▸ Input data

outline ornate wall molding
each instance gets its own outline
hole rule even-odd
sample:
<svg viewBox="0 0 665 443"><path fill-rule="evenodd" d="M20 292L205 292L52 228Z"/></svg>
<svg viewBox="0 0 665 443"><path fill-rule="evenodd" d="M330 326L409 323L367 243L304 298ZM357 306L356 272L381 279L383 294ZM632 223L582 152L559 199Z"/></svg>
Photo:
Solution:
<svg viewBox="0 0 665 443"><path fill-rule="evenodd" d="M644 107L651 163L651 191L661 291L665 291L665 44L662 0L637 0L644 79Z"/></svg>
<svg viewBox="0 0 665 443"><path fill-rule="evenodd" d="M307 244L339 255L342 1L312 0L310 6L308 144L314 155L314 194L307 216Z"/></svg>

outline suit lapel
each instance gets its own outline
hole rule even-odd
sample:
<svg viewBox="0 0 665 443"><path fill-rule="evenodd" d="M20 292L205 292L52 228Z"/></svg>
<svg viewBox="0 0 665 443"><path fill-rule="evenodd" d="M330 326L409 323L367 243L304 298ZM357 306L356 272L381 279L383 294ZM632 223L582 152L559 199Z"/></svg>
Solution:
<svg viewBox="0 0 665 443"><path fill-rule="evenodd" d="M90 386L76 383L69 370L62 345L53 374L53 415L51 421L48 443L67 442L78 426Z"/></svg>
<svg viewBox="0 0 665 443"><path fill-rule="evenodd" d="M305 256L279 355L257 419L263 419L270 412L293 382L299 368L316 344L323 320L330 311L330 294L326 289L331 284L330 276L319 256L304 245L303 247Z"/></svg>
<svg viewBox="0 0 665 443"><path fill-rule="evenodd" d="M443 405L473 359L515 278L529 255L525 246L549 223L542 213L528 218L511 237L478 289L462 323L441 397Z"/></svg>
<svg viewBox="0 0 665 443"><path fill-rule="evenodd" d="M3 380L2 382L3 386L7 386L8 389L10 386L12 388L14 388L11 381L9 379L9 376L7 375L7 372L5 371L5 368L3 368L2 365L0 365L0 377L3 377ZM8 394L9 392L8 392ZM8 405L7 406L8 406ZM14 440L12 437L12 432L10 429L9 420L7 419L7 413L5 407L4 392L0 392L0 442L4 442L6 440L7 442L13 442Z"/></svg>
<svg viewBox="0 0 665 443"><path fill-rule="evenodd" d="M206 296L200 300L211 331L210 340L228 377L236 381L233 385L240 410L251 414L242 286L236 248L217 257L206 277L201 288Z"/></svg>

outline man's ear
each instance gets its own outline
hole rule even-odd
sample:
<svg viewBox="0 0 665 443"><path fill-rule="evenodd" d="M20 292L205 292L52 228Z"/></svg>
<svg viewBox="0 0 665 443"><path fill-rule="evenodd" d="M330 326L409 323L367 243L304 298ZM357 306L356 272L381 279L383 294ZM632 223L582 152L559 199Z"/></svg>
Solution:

▸ Stated goal
Please arrange every line of the entries above as a Markdown table, leaving out blank lines, with a column named "No." holding the row number and a column named "Line" holding the line itself.

▸ Solved exercise
| No. | Line |
|---|---|
| 1 | outline ornate wall molding |
| 2 | each instance gets its own outline |
| 3 | hole rule even-odd |
| 4 | sample: |
| 5 | <svg viewBox="0 0 665 443"><path fill-rule="evenodd" d="M20 292L205 292L52 228Z"/></svg> |
| 6 | <svg viewBox="0 0 665 443"><path fill-rule="evenodd" d="M330 326L409 323L367 243L304 298ZM357 306L356 272L381 279L383 294ZM632 223L582 152L559 199Z"/></svg> |
| 7 | Photo: |
| 8 | Solution: |
| 9 | <svg viewBox="0 0 665 443"><path fill-rule="evenodd" d="M644 107L651 163L651 191L661 291L665 291L665 44L662 0L637 0L644 79Z"/></svg> |
| 10 | <svg viewBox="0 0 665 443"><path fill-rule="evenodd" d="M307 244L339 255L342 1L312 0L310 6L308 144L314 155L314 194L307 216Z"/></svg> |
| 11 | outline suit lapel |
| 12 | each instance gets its own outline |
| 13 | hole rule even-odd |
| 14 | sample: |
| 15 | <svg viewBox="0 0 665 443"><path fill-rule="evenodd" d="M20 292L205 292L52 228Z"/></svg> |
| 16 | <svg viewBox="0 0 665 443"><path fill-rule="evenodd" d="M330 326L409 323L367 243L304 298ZM357 306L356 272L381 279L383 294ZM632 223L582 152L559 199Z"/></svg> |
| 17 | Solution: |
| 18 | <svg viewBox="0 0 665 443"><path fill-rule="evenodd" d="M90 386L76 383L69 370L62 345L53 374L53 415L51 421L48 443L67 442L78 426Z"/></svg> |
| 19 | <svg viewBox="0 0 665 443"><path fill-rule="evenodd" d="M305 256L279 355L257 419L263 419L270 412L293 382L299 368L316 344L323 320L330 311L330 294L326 289L331 284L330 276L319 256L304 245L303 247Z"/></svg> |
| 20 | <svg viewBox="0 0 665 443"><path fill-rule="evenodd" d="M443 405L473 359L515 278L529 255L525 246L549 223L542 213L528 218L511 237L478 289L462 323L441 397Z"/></svg> |
| 21 | <svg viewBox="0 0 665 443"><path fill-rule="evenodd" d="M3 380L2 382L3 386L7 386L8 389L10 386L12 388L14 388L11 381L9 379L9 376L7 375L7 372L5 371L5 368L3 368L2 365L0 365L0 377L3 377ZM8 394L9 392L8 392ZM8 405L7 406L8 406ZM14 440L12 437L12 432L10 429L9 420L7 419L7 413L5 407L4 392L0 392L0 442L4 442L6 440L7 442L13 442Z"/></svg> |
| 22 | <svg viewBox="0 0 665 443"><path fill-rule="evenodd" d="M206 296L200 300L211 331L210 340L228 377L236 381L233 385L240 410L251 414L242 286L236 248L217 257L206 277L201 288Z"/></svg> |
| 23 | outline man's ear |
| 24 | each instance gets its own outline |
| 25 | hole rule even-odd |
| 26 | sample: |
| 27 | <svg viewBox="0 0 665 443"><path fill-rule="evenodd" d="M20 292L205 292L52 228Z"/></svg> |
| 28 | <svg viewBox="0 0 665 443"><path fill-rule="evenodd" d="M330 326L409 323L367 243L304 298ZM357 306L356 272L381 279L383 294ZM632 223L582 152L559 199Z"/></svg> |
| 29 | Solution: |